Required work: Going line by line through the entries below, tally those that hold the string "iron". Give only the total.

Dataset entries:
········
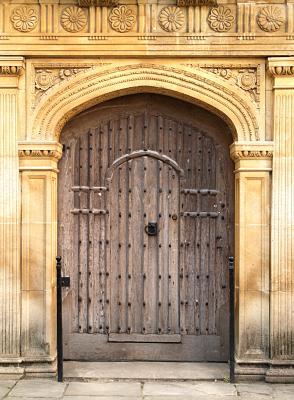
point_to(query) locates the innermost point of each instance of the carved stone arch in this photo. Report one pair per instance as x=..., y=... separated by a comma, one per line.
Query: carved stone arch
x=141, y=153
x=95, y=86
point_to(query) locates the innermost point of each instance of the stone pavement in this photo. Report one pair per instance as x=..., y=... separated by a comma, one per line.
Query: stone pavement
x=49, y=389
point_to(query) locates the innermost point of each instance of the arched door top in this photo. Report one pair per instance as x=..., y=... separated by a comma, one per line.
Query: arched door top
x=141, y=153
x=97, y=85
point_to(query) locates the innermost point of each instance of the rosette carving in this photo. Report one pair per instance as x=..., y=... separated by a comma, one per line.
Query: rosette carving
x=171, y=18
x=24, y=19
x=247, y=80
x=73, y=19
x=270, y=19
x=122, y=19
x=220, y=19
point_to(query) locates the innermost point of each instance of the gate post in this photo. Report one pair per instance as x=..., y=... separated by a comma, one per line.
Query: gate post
x=38, y=166
x=12, y=82
x=282, y=240
x=252, y=223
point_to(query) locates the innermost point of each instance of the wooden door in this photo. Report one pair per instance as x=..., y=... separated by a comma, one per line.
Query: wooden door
x=144, y=249
x=145, y=232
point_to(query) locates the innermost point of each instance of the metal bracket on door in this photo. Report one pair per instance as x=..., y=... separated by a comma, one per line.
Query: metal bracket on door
x=151, y=228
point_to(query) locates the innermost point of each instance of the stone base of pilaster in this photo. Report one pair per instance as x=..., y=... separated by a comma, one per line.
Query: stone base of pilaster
x=250, y=372
x=280, y=372
x=19, y=367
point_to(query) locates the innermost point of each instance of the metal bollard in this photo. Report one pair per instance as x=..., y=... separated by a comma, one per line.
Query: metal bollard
x=232, y=319
x=60, y=283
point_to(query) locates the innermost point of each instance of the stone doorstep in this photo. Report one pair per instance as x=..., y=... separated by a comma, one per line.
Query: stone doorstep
x=145, y=371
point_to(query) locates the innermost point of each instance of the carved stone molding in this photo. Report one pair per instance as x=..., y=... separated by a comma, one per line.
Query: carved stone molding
x=281, y=70
x=171, y=19
x=270, y=19
x=252, y=155
x=122, y=19
x=24, y=19
x=39, y=151
x=95, y=86
x=10, y=70
x=48, y=75
x=221, y=19
x=11, y=66
x=246, y=78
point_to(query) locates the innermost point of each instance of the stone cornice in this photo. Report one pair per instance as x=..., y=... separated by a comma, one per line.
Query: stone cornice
x=280, y=67
x=13, y=66
x=252, y=156
x=249, y=151
x=39, y=151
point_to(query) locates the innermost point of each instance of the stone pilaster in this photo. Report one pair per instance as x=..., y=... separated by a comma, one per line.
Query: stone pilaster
x=38, y=168
x=282, y=243
x=252, y=227
x=10, y=88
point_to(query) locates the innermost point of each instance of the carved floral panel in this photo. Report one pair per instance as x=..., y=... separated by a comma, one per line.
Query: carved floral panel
x=85, y=18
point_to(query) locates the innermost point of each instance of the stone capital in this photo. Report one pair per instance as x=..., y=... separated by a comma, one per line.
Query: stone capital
x=11, y=66
x=252, y=156
x=40, y=156
x=282, y=69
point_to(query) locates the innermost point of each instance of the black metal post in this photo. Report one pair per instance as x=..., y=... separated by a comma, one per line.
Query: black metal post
x=59, y=321
x=232, y=319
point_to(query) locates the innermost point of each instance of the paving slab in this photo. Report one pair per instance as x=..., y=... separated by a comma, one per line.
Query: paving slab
x=38, y=389
x=188, y=389
x=145, y=371
x=101, y=398
x=5, y=387
x=256, y=388
x=192, y=397
x=123, y=389
x=255, y=396
x=32, y=398
x=216, y=388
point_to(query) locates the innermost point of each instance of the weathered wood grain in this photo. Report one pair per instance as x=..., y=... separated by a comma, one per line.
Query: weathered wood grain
x=126, y=283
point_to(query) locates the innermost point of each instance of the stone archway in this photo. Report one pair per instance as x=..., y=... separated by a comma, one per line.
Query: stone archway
x=198, y=87
x=252, y=155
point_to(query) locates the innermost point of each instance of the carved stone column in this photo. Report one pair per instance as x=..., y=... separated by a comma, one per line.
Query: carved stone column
x=252, y=225
x=38, y=166
x=10, y=88
x=282, y=243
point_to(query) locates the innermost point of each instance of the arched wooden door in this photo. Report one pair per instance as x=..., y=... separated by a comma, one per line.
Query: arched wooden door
x=145, y=231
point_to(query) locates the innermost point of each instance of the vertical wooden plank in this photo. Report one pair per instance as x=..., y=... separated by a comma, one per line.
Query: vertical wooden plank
x=198, y=204
x=91, y=277
x=136, y=245
x=122, y=226
x=103, y=228
x=96, y=201
x=190, y=235
x=76, y=238
x=123, y=247
x=212, y=268
x=114, y=199
x=163, y=247
x=182, y=264
x=84, y=224
x=173, y=255
x=204, y=245
x=151, y=210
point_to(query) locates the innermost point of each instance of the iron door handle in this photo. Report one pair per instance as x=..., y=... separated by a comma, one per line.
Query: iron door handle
········
Result below: 2